## EXERCISE OBJECTIVE
From the line that includes "Tag the wet" to the last line of the records, inclusive, repeat each line exactly.

## GIVEN RECORDS
-- START --

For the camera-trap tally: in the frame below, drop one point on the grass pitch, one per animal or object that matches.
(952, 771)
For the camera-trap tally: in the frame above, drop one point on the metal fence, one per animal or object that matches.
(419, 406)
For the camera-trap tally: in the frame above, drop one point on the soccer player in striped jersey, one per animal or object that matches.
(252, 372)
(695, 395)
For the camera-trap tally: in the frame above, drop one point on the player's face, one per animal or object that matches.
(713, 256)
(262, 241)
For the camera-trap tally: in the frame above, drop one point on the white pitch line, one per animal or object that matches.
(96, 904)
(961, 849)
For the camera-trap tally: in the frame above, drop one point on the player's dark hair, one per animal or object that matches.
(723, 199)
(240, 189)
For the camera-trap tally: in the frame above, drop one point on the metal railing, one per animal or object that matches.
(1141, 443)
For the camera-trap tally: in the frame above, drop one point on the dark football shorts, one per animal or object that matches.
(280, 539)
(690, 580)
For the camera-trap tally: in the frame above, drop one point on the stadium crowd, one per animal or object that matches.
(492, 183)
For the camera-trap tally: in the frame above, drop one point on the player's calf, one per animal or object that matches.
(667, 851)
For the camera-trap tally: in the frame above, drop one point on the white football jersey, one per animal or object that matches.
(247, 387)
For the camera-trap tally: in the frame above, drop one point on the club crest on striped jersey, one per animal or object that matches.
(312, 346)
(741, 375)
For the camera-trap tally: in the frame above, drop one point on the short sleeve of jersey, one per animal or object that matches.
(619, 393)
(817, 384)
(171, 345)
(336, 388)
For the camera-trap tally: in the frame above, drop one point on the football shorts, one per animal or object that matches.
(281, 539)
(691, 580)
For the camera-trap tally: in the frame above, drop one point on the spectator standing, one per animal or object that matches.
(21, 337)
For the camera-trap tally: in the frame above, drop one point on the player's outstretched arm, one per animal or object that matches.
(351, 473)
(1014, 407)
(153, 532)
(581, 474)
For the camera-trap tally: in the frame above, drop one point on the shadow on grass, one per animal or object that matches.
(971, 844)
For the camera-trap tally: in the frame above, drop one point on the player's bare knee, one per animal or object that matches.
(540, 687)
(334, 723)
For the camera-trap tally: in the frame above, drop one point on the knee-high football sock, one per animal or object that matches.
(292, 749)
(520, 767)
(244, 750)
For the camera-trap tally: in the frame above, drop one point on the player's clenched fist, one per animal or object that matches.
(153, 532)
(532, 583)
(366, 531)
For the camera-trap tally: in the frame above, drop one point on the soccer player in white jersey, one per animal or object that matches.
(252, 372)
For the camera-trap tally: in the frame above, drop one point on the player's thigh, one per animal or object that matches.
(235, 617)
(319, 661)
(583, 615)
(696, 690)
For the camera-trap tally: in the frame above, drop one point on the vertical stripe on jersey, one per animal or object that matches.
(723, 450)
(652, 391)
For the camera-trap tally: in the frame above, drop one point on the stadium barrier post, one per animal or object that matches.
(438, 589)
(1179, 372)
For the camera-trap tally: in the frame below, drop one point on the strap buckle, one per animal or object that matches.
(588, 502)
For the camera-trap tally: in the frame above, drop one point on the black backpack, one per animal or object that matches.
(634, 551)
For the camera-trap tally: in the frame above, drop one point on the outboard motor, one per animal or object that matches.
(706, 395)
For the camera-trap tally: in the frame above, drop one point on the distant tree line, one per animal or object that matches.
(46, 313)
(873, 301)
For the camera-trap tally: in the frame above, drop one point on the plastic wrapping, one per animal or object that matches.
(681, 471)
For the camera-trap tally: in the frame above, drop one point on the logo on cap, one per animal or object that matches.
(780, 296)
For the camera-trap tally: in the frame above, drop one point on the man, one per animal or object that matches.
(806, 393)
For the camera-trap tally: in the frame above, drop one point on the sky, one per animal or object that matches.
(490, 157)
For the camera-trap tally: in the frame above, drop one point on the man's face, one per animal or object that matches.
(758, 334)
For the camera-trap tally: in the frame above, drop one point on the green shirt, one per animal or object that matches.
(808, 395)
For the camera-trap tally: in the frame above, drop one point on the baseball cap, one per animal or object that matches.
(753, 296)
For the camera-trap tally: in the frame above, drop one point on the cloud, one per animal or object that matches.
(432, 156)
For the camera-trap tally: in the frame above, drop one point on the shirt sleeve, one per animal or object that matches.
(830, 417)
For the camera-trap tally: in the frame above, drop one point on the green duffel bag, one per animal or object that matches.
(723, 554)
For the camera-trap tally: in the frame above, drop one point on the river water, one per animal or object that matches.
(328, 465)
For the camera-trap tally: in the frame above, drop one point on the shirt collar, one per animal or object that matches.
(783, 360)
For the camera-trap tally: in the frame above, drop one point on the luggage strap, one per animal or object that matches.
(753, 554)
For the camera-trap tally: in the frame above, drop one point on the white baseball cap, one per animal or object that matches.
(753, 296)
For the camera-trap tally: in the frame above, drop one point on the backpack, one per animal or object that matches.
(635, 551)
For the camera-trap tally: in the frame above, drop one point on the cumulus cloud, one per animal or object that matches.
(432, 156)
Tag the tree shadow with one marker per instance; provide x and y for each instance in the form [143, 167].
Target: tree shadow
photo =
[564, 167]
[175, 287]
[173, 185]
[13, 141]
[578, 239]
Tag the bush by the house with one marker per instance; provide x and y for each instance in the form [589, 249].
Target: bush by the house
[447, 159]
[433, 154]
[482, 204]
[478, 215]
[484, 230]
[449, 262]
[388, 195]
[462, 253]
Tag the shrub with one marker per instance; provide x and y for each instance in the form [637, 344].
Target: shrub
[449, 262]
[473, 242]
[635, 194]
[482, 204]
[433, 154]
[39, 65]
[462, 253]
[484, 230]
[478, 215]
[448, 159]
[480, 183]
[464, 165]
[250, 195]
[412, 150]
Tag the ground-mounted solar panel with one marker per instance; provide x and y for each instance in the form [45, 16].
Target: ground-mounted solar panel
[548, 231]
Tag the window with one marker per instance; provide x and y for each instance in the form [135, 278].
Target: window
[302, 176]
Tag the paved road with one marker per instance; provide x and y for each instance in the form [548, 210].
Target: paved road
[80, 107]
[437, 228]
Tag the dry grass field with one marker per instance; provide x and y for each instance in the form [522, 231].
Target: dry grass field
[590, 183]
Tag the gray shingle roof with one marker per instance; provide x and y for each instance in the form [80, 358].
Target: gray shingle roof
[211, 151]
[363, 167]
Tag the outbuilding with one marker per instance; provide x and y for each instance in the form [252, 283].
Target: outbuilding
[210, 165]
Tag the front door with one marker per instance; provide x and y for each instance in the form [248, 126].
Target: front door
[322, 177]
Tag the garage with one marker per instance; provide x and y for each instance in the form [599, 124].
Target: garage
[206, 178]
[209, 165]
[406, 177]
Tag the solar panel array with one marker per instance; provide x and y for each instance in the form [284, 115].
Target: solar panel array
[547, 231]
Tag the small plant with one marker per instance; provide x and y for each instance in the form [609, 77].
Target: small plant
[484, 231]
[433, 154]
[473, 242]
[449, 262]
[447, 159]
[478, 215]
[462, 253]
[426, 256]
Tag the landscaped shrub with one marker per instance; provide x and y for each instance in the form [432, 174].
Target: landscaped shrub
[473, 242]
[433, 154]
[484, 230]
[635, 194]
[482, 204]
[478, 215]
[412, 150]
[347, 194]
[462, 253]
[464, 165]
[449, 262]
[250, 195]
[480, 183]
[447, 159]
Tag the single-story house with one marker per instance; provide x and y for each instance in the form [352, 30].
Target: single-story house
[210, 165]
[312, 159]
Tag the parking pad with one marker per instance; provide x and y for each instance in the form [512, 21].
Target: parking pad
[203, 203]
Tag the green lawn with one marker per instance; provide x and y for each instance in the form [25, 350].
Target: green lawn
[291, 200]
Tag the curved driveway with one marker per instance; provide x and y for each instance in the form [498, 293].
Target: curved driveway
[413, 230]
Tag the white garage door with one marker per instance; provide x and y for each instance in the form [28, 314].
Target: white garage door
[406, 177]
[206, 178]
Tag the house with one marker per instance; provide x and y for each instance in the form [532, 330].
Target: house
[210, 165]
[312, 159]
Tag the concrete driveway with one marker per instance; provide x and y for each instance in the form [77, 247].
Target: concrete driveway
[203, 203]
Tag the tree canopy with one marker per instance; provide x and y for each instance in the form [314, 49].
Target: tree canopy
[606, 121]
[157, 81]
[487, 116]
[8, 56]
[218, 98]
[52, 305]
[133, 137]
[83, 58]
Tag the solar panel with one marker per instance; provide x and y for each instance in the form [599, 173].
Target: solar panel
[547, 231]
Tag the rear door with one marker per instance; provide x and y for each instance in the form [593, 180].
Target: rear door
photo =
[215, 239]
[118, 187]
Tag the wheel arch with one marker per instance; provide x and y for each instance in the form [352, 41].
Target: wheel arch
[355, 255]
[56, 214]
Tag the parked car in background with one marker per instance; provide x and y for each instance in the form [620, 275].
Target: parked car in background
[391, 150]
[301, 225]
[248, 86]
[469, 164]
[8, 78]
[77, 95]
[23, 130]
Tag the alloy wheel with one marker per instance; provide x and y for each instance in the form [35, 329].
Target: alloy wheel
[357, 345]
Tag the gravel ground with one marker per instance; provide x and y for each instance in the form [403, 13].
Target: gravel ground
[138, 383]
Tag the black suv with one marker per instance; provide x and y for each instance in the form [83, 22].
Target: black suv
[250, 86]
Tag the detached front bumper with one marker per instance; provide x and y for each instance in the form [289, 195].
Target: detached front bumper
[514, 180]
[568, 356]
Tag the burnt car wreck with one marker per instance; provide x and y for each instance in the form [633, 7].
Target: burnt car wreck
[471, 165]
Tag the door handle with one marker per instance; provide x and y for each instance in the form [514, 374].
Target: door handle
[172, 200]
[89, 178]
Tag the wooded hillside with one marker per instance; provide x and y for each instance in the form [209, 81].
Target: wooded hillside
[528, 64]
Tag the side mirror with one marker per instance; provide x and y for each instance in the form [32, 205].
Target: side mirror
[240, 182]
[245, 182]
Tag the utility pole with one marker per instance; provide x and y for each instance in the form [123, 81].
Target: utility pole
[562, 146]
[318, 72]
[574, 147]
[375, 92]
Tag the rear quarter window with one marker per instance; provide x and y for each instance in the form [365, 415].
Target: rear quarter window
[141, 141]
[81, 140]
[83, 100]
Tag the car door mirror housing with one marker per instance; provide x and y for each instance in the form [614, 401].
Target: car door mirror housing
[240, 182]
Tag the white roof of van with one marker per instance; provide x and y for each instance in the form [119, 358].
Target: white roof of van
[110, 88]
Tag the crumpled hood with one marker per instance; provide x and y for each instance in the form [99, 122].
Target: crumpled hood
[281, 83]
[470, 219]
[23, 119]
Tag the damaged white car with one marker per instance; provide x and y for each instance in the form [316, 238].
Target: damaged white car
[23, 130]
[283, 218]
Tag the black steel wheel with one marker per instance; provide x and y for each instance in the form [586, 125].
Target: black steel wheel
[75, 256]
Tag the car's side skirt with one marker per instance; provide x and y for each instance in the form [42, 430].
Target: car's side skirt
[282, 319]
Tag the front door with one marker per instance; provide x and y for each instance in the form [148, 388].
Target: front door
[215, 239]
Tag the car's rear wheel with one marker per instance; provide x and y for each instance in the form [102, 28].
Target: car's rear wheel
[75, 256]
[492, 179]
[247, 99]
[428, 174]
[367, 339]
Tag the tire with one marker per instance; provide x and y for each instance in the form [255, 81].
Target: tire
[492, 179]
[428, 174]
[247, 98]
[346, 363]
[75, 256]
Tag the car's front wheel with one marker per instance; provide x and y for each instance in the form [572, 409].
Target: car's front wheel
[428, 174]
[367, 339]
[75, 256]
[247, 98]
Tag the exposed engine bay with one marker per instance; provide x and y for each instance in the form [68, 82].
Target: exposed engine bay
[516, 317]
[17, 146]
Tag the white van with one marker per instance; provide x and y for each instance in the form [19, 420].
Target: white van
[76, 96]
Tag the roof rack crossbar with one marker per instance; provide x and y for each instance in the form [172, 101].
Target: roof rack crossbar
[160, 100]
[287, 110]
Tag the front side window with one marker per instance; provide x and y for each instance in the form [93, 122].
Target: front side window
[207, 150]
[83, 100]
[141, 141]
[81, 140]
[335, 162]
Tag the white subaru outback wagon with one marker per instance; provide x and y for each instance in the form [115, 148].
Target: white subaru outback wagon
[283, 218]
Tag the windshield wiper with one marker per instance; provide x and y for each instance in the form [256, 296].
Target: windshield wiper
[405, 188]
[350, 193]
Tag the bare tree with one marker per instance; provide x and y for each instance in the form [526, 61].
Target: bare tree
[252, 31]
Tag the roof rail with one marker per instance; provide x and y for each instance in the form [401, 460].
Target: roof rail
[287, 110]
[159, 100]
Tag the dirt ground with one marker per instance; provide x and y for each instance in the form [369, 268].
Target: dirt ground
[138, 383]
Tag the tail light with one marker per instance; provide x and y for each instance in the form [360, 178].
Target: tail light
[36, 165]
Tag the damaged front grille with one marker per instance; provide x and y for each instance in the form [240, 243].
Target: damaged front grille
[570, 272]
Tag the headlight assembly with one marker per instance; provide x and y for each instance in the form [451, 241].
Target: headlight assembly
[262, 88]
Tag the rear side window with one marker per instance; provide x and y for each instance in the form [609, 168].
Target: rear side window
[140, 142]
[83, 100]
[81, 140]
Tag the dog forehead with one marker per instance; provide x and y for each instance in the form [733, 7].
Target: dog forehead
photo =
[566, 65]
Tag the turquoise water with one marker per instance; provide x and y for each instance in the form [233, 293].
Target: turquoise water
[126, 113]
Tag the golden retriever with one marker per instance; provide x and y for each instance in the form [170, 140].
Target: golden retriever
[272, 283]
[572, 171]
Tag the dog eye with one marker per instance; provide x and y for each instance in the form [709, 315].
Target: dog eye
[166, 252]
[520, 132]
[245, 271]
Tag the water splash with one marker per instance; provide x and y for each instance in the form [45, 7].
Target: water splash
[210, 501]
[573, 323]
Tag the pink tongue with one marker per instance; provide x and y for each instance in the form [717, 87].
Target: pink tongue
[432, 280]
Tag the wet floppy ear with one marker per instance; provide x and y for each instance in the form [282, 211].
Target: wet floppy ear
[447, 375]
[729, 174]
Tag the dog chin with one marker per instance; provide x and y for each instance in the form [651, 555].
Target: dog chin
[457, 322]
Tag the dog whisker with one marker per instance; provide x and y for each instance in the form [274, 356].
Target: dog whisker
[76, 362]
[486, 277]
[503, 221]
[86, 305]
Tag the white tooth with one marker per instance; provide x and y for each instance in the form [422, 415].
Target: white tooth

-- END --

## TASK OUTPUT
Tag the wet floppy ear with one marker per instance; provide x and y for each instance in the form [282, 211].
Target: wet floppy ear
[447, 375]
[729, 174]
Tag the dog chin with one marker per instance; provide x and y for each instance in the form [651, 555].
Target: dog chin
[457, 322]
Tag the dog whisker with one marker per instance; provide x and y for each instance in the form [274, 356].
Target: dog whisker
[76, 362]
[486, 277]
[503, 221]
[86, 305]
Tag the white tooth with one marker per instance; provide x and y for each instance in the form [422, 415].
Target: white tooth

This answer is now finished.